● TASK TO CARRY OUT
Could you write out the records exactly as they are given?

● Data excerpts
----------------------------------------
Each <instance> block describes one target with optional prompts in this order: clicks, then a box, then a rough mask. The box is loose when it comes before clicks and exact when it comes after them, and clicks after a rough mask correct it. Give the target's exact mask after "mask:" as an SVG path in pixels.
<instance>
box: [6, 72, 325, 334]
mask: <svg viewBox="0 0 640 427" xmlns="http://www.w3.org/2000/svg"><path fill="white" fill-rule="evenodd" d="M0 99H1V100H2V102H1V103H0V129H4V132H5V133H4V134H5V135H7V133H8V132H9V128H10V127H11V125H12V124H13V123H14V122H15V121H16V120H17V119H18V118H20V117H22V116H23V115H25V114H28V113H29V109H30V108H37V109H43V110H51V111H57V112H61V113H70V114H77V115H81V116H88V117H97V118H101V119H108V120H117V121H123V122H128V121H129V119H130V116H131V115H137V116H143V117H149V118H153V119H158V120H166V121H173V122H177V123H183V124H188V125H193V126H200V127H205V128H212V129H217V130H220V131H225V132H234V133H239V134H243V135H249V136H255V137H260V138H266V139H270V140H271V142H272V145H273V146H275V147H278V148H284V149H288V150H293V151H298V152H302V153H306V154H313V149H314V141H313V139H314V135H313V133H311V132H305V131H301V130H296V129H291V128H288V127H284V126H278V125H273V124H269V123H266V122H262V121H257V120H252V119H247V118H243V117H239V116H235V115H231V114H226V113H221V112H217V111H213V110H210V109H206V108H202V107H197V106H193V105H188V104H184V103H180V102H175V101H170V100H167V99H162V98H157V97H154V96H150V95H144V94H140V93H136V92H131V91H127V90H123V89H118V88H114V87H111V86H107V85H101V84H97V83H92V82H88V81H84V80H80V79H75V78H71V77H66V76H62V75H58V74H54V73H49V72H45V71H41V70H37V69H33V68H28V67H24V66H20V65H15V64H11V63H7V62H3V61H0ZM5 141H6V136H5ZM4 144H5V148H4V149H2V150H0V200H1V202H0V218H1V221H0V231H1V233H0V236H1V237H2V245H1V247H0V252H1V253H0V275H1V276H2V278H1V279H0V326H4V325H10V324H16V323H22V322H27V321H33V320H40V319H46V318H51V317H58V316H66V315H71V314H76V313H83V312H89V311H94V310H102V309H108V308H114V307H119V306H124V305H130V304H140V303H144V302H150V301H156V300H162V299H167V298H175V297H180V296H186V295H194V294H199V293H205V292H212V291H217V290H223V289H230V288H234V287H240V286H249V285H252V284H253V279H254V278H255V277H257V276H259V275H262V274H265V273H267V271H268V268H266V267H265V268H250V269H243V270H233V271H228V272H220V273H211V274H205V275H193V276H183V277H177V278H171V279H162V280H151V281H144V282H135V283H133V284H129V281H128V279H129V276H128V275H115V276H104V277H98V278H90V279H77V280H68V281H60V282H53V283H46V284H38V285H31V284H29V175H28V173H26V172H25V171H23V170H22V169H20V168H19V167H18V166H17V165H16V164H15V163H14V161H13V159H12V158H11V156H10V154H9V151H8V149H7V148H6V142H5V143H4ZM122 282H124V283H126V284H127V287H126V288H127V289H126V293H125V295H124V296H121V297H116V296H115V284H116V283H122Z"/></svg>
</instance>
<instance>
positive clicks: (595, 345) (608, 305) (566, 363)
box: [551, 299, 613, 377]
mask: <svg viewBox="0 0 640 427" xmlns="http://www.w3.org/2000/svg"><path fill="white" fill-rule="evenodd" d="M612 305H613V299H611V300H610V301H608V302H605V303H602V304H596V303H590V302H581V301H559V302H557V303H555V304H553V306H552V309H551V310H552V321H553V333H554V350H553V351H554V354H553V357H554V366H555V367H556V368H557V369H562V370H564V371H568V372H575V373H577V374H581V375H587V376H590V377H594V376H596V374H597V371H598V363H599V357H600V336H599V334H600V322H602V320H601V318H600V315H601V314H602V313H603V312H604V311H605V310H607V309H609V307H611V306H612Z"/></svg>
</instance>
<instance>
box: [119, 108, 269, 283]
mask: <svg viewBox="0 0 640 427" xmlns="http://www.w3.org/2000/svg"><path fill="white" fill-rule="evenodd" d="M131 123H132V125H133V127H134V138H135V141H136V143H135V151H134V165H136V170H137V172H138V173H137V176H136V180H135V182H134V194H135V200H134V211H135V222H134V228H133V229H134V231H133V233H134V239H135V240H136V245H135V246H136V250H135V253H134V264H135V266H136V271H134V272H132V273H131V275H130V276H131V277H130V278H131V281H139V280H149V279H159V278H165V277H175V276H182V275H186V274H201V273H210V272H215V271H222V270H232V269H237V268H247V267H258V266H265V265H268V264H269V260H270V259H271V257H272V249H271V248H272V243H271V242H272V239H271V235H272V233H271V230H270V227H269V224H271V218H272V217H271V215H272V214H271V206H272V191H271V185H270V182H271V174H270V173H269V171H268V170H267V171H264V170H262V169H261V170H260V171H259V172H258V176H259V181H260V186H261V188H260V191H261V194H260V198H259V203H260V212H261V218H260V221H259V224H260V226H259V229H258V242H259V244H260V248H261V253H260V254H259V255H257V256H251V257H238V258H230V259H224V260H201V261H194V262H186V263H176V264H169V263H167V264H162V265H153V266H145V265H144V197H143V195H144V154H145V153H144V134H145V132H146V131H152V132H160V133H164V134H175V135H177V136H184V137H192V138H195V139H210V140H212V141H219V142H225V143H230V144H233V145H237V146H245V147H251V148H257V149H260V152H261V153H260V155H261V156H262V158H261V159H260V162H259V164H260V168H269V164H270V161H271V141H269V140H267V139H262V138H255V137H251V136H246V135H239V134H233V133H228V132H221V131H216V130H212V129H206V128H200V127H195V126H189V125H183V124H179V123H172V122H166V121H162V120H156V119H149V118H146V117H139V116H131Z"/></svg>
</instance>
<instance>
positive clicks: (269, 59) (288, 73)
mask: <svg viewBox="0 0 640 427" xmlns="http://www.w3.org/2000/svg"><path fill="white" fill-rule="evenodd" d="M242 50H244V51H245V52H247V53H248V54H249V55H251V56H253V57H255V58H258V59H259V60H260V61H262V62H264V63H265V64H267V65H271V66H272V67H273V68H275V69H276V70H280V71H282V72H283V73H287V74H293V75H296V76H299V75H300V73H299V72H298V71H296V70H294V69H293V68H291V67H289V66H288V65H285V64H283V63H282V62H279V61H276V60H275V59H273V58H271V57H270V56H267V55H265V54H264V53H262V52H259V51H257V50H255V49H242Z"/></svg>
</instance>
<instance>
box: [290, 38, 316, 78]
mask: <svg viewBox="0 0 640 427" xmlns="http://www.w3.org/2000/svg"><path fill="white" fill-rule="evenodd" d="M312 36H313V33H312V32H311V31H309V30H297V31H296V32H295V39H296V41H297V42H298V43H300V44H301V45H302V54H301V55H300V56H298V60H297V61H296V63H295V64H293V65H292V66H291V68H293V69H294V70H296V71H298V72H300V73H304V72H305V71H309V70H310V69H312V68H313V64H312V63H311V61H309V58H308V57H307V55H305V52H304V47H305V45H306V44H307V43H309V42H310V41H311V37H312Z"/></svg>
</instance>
----------------------------------------
● SOLUTION FOR THIS TASK
Each <instance> block describes one target with optional prompts in this order: clicks, then a box, then a rough mask. The box is loose when it comes before clicks and exact when it comes after them, and clicks after a rough mask correct it. Give the target's exact mask after "mask:" as an SVG path in pixels.
<instance>
box: [6, 72, 325, 334]
mask: <svg viewBox="0 0 640 427" xmlns="http://www.w3.org/2000/svg"><path fill="white" fill-rule="evenodd" d="M0 99H1V100H2V102H1V103H0V129H4V132H5V133H4V134H5V135H7V133H8V132H9V128H10V127H11V125H12V124H13V123H14V122H15V121H16V120H17V119H18V118H20V117H22V116H23V115H25V114H28V113H29V109H30V108H37V109H43V110H51V111H57V112H61V113H70V114H77V115H81V116H88V117H97V118H101V119H108V120H117V121H123V122H128V121H129V119H130V116H131V115H137V116H143V117H149V118H153V119H158V120H166V121H173V122H177V123H183V124H188V125H193V126H200V127H205V128H212V129H217V130H220V131H225V132H234V133H239V134H243V135H249V136H255V137H260V138H266V139H270V140H271V142H272V145H273V146H275V147H278V148H284V149H288V150H293V151H298V152H302V153H306V154H313V149H314V141H313V139H314V135H313V133H311V132H305V131H301V130H296V129H291V128H288V127H284V126H278V125H273V124H269V123H266V122H262V121H257V120H252V119H247V118H243V117H239V116H235V115H231V114H226V113H221V112H217V111H213V110H210V109H206V108H202V107H197V106H193V105H188V104H184V103H180V102H175V101H170V100H167V99H162V98H157V97H154V96H150V95H144V94H140V93H136V92H131V91H127V90H123V89H118V88H114V87H111V86H107V85H101V84H97V83H92V82H88V81H84V80H80V79H75V78H71V77H66V76H62V75H58V74H54V73H49V72H45V71H41V70H37V69H33V68H28V67H24V66H20V65H15V64H11V63H7V62H3V61H0ZM5 141H6V136H5ZM4 144H5V148H4V149H2V150H0V200H1V202H0V218H1V221H0V231H1V233H0V236H1V237H2V245H1V247H0V252H1V253H0V275H1V276H2V278H1V279H0V326H4V325H10V324H16V323H22V322H27V321H33V320H40V319H46V318H51V317H58V316H66V315H71V314H76V313H83V312H89V311H94V310H102V309H108V308H114V307H119V306H124V305H130V304H140V303H144V302H150V301H156V300H162V299H167V298H175V297H180V296H186V295H194V294H199V293H205V292H212V291H217V290H223V289H230V288H234V287H240V286H249V285H252V284H253V279H254V278H255V277H257V276H259V275H262V274H265V273H267V271H268V268H266V267H265V268H250V269H243V270H233V271H228V272H220V273H211V274H205V275H193V276H183V277H177V278H171V279H162V280H151V281H144V282H135V283H133V284H129V281H128V279H129V276H128V275H115V276H104V277H98V278H90V279H77V280H68V281H60V282H53V283H46V284H38V285H31V284H29V175H28V173H26V172H25V171H23V170H22V169H20V168H19V167H18V166H17V165H16V164H15V163H14V161H13V159H12V158H11V156H10V154H9V151H8V149H7V148H6V142H5V143H4ZM122 282H124V283H126V284H127V287H126V288H127V289H126V293H125V295H124V296H121V297H116V296H115V284H116V283H122Z"/></svg>
</instance>
<instance>
positive clicks: (595, 345) (608, 305) (566, 363)
box: [551, 299, 613, 377]
mask: <svg viewBox="0 0 640 427" xmlns="http://www.w3.org/2000/svg"><path fill="white" fill-rule="evenodd" d="M612 305H613V299H611V300H610V301H608V302H605V303H602V304H596V303H590V302H581V301H559V302H557V303H555V304H553V306H552V309H551V310H552V321H553V333H554V350H553V351H554V354H553V357H554V366H555V367H556V368H557V369H562V370H564V371H568V372H575V373H577V374H581V375H587V376H590V377H594V376H596V374H597V371H598V363H599V357H600V336H599V334H600V322H602V320H601V318H600V315H601V314H602V313H603V312H604V311H605V310H607V309H609V307H611V306H612Z"/></svg>
</instance>
<instance>
box: [119, 108, 269, 283]
mask: <svg viewBox="0 0 640 427" xmlns="http://www.w3.org/2000/svg"><path fill="white" fill-rule="evenodd" d="M131 123H132V125H133V127H134V138H135V141H136V143H135V151H134V165H136V170H137V172H138V173H137V176H136V180H135V182H134V194H135V200H134V211H135V222H134V228H133V229H134V231H133V233H134V239H135V240H136V245H135V246H136V250H135V253H134V264H135V266H136V271H134V272H132V273H131V275H130V276H131V277H130V278H131V281H139V280H149V279H159V278H165V277H175V276H182V275H186V274H201V273H210V272H215V271H222V270H232V269H237V268H247V267H258V266H265V265H268V264H269V260H270V259H271V257H272V249H271V248H272V243H271V242H272V239H271V235H272V233H271V230H270V227H269V224H271V218H272V217H271V215H272V214H271V206H272V191H271V185H270V182H271V174H270V173H269V171H268V170H267V171H264V170H262V169H261V170H260V171H259V172H258V176H259V181H260V186H261V188H260V191H261V194H260V198H259V203H260V212H261V218H260V221H259V224H260V226H259V229H258V242H259V244H260V248H261V253H260V254H259V255H257V256H251V257H238V258H230V259H224V260H201V261H194V262H186V263H176V264H169V263H167V264H162V265H153V266H145V265H144V197H143V195H144V154H145V153H144V134H145V132H146V131H152V132H160V133H164V134H175V135H177V136H184V137H192V138H195V139H210V140H212V141H219V142H225V143H230V144H233V145H237V146H245V147H251V148H257V149H260V152H261V153H260V155H261V156H262V158H261V159H260V162H259V164H260V168H269V164H270V161H271V141H269V140H267V139H262V138H255V137H251V136H246V135H239V134H233V133H228V132H221V131H216V130H212V129H206V128H200V127H195V126H189V125H183V124H179V123H172V122H166V121H162V120H156V119H149V118H146V117H139V116H131Z"/></svg>
</instance>
<instance>
positive clicks: (269, 59) (288, 73)
mask: <svg viewBox="0 0 640 427" xmlns="http://www.w3.org/2000/svg"><path fill="white" fill-rule="evenodd" d="M242 50H244V51H245V52H247V53H248V54H249V55H251V56H253V57H255V58H258V59H259V60H260V61H262V62H264V63H265V64H267V65H271V66H272V67H273V68H275V69H276V70H280V71H282V72H283V73H287V74H293V75H296V76H299V75H300V73H299V72H298V71H296V70H294V69H293V68H291V67H289V66H288V65H285V64H283V63H282V62H279V61H276V60H275V59H273V58H271V57H270V56H267V55H265V54H264V53H262V52H259V51H257V50H255V49H242Z"/></svg>
</instance>
<instance>
box: [290, 38, 316, 78]
mask: <svg viewBox="0 0 640 427" xmlns="http://www.w3.org/2000/svg"><path fill="white" fill-rule="evenodd" d="M312 36H313V33H312V32H311V31H309V30H297V31H296V32H295V39H296V41H297V42H298V43H300V44H301V45H302V54H301V55H300V56H298V60H297V61H296V63H295V64H293V65H292V66H291V68H293V69H294V70H296V71H298V72H300V73H304V72H305V71H309V70H310V69H312V68H313V64H312V63H311V61H309V58H308V57H307V55H305V52H304V47H305V45H306V44H307V43H309V42H310V41H311V37H312Z"/></svg>
</instance>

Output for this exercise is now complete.